Your task: For this exercise, transcribe all of the records exactly as given.

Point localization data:
======
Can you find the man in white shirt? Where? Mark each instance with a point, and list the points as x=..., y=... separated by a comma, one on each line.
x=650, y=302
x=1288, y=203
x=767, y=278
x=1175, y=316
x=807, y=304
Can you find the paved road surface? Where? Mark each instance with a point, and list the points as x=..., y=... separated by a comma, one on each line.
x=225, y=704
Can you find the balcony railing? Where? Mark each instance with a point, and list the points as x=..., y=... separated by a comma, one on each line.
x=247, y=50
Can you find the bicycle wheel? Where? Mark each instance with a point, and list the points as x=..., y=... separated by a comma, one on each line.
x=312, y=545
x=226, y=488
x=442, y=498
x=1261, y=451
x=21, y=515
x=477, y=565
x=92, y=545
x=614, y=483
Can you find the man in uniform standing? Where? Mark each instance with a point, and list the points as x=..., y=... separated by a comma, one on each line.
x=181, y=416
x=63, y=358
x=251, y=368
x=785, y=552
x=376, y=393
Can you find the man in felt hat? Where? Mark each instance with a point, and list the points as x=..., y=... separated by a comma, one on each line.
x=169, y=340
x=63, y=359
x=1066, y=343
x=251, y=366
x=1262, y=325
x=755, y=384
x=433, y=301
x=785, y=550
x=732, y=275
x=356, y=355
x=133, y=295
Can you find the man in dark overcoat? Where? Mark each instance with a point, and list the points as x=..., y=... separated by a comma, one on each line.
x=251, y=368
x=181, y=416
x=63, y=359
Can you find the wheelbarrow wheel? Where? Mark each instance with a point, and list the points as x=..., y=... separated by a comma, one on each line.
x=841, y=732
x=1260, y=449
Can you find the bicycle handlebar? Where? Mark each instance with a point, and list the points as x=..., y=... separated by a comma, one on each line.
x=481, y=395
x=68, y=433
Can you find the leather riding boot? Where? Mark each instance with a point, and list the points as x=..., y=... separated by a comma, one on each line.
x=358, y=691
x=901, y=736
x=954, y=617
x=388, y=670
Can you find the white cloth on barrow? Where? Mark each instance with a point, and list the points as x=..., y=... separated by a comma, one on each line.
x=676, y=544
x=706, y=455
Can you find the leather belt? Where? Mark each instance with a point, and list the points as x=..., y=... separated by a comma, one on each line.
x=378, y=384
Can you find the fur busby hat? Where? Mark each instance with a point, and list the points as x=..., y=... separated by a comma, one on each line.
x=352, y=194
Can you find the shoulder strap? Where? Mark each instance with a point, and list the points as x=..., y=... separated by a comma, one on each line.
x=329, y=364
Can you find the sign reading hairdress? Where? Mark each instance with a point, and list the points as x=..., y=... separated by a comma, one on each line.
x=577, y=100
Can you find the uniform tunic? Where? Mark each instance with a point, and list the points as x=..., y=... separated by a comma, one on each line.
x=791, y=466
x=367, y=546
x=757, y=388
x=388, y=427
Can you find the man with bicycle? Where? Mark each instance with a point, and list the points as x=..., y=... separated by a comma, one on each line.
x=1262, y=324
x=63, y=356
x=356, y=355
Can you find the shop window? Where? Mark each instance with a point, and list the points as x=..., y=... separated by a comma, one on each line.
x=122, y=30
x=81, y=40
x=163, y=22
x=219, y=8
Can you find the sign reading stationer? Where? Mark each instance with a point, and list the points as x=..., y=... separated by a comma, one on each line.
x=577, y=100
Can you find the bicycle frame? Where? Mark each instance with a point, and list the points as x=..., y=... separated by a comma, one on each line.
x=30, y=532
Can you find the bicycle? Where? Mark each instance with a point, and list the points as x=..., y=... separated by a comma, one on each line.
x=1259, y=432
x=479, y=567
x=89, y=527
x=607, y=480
======
Your response:
Can you find the man in white shirt? Where? Mark each instance with a point, and list the points as x=..., y=... separated by a comma, one on each line.
x=650, y=302
x=1288, y=203
x=767, y=278
x=1175, y=316
x=807, y=304
Can you find the paved road surface? Where? Mark each instance with a point, and list the points as x=..., y=... separated by a comma, one on each line.
x=225, y=704
Can you find the balcony railing? Where? Mark each instance with a point, and list the points as x=..., y=... separated by a comma, one on each line.
x=247, y=50
Can you find the bicycle wheel? Where? Mark each instance with a point, and list the points as x=..., y=... separated by a comma, one on each line.
x=312, y=545
x=226, y=488
x=442, y=498
x=1261, y=451
x=21, y=515
x=477, y=565
x=92, y=545
x=614, y=483
Can you find the man in uniform standing? Where? Mark each instance with a point, and list the points as x=..., y=... separated by a comma, one on each line.
x=181, y=416
x=63, y=358
x=251, y=368
x=785, y=552
x=376, y=393
Can you find the man in felt hat? Where? Mark each instance with a point, and list the points as x=..., y=... separated by a comma, one on each line.
x=169, y=340
x=63, y=359
x=1066, y=343
x=251, y=366
x=1262, y=325
x=755, y=384
x=433, y=301
x=785, y=550
x=732, y=275
x=356, y=355
x=133, y=295
Can you find the man in dark overcoat? Where? Mark each instance with a point, and list the points as x=..., y=... separated by a comma, one on each line.
x=251, y=368
x=181, y=416
x=63, y=359
Can you find the wheelbarrow wheel? Where? Mark each instance with a point, and list the points as x=..., y=... separated by a comma, one on each line.
x=841, y=732
x=1260, y=449
Can you find the bicycle handlebar? Where? Mark each instance with a point, and list the points as x=..., y=... separated by a comma, one on each line.
x=481, y=395
x=68, y=433
Can you find the leather riding boot? Where? Mark each instance with a point, and list the points as x=..., y=... separated by a comma, one on each line.
x=358, y=691
x=901, y=736
x=954, y=617
x=388, y=670
Can you find the white cloth on barrow? Where? Mark each instance with a point, and list the points as x=..., y=... separated by a comma, one on each line.
x=676, y=544
x=706, y=455
Can you find the leather belt? Where? Mark each instance with a point, and list the points as x=..., y=... separated by a comma, one on each line.
x=378, y=384
Can you find the fur busby hat? Where? Mark each instance with a point, and list the points as x=..., y=... separated by a comma, one on each line.
x=352, y=194
Can you find the shoulder strap? Where? Mark each instance with a point, and list the points as x=..., y=... separated by a comma, one on each line.
x=329, y=364
Can you find the sign reading hairdress? Where? Mark each instance with a point, and list the points as x=..., y=... separated by a comma, one on each line.
x=577, y=100
Can you find the uniform tunic? Where? Mark each instance with a point, and list the points as x=..., y=... separated by a comma, one on each line.
x=791, y=466
x=367, y=546
x=757, y=388
x=388, y=427
Can you find the man with bicycle? Where? Mark each instance with a point, and list the points as x=..., y=... separated by a comma, one on each line.
x=1262, y=324
x=63, y=356
x=356, y=355
Can you find the shop window? Where? Mark each instance with a point, and list the points as x=..., y=... separated by a comma, one on each line.
x=122, y=30
x=81, y=40
x=163, y=22
x=219, y=8
Can you find the sign reading stationer? Where? Mark each instance with a point, and list the points as x=..., y=... separated by a comma, one on each line.
x=577, y=100
Can you find the bicycle frame? Where? Mark each instance with a point, and list the points as x=..., y=... separated by a comma, one on each line.
x=30, y=532
Can you find the bicycle? Where? Mark each instance with a point, and list the points as x=..., y=... separated by a comma, one on each line.
x=1259, y=432
x=479, y=567
x=89, y=527
x=607, y=480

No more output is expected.